> **EXERCISE PROMPT**
In the records below, locate the line containing "Drop a point on every instance of the wooden table, written"; output that line and every following line through the last, exactly.

> **EXTRACTED MATERIAL**
--- start ---
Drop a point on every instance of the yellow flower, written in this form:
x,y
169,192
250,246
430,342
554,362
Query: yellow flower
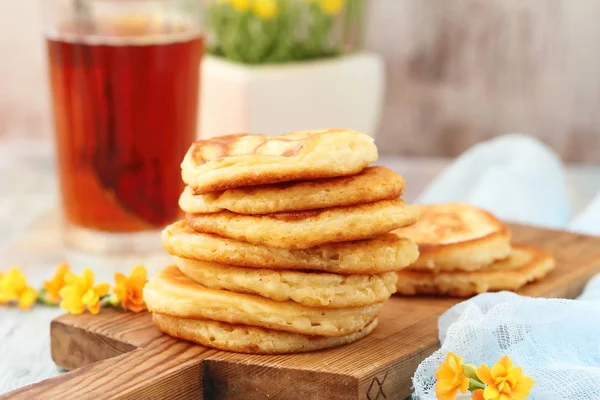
x,y
504,382
240,5
79,292
13,287
265,9
332,7
450,378
56,283
130,290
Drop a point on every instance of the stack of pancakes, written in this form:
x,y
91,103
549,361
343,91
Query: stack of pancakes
x,y
286,244
466,251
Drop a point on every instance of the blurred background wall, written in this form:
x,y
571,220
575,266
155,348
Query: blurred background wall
x,y
457,72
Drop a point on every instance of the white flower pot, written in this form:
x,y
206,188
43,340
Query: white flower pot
x,y
342,92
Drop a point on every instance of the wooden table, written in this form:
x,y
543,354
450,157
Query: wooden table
x,y
29,222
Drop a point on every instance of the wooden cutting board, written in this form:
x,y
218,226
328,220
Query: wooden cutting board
x,y
122,355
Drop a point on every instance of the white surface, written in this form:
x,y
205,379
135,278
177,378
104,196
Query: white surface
x,y
272,99
28,190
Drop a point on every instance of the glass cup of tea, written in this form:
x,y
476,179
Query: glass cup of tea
x,y
124,79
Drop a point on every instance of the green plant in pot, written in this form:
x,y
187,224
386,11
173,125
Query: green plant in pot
x,y
275,66
275,31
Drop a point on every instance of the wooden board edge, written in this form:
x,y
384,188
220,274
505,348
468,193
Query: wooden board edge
x,y
70,346
239,381
139,374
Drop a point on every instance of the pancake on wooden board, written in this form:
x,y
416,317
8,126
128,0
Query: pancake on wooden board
x,y
304,229
457,236
387,252
250,339
232,161
171,293
523,265
311,289
371,184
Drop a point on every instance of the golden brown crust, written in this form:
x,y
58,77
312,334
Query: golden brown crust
x,y
304,229
309,288
233,161
384,253
457,236
525,264
250,339
171,293
370,185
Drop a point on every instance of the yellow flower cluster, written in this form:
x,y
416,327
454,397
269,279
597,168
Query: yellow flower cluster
x,y
14,289
75,293
268,9
501,382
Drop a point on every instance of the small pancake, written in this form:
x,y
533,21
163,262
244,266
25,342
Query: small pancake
x,y
384,253
457,236
311,289
372,184
232,161
250,339
304,229
171,293
523,265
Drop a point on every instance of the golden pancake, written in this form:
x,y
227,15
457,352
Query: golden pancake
x,y
311,289
250,339
384,253
304,229
372,184
171,293
232,161
457,236
523,265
--- end ---
> **REPLY**
Drop a point on every instance of the wooden table, written in this form:
x,y
543,354
450,157
Query: wooden table
x,y
29,222
Drop a point on every instance of the wooden cutting board, written in this form:
x,y
218,226
328,220
Query: wooden cutting board
x,y
122,355
Drop a point on every instance of the white surface, written in this form:
x,y
205,379
135,278
177,378
104,196
Query: white surface
x,y
272,99
28,190
Drop a point on every instance of the glass cup of tea, written in this form:
x,y
476,179
Query: glass cup of tea
x,y
124,79
Drop a point on every instance of the green plant in pot, written in this form:
x,y
187,224
386,11
173,125
Query: green plant in pot
x,y
275,66
275,31
Drop a point on every instance of the wooden board edge, written in this form:
x,y
384,188
220,274
505,348
468,193
Query: wooden board edge
x,y
70,346
239,381
139,374
Drop a point on every instance of the pancake on wooden board, written in this form:
x,y
416,317
8,126
128,0
Query: pancake on wooden board
x,y
304,229
457,236
387,252
250,339
232,161
171,293
523,265
311,289
371,184
Drop a point on every instance of the golden brown crust, written in this form:
x,y
58,77
312,334
Query: golden brown crust
x,y
304,229
309,288
233,161
384,253
457,236
525,264
250,339
171,293
370,185
Drop a point on every instance of the yellow flower cluster, written in this form:
x,y
416,327
454,397
269,279
597,168
Query: yellow flower cluster
x,y
14,289
75,293
268,9
501,382
Drop a point on every instance of the small pancake, written in this form:
x,y
533,21
163,262
244,266
25,342
Query: small pancake
x,y
384,253
457,236
311,289
372,184
232,161
250,339
304,229
171,293
523,265
Drop a point on every instance of the golden pancake, written in this form:
x,y
227,15
457,352
Query: golden pancake
x,y
311,289
250,339
384,253
304,229
372,184
171,293
232,161
457,236
523,265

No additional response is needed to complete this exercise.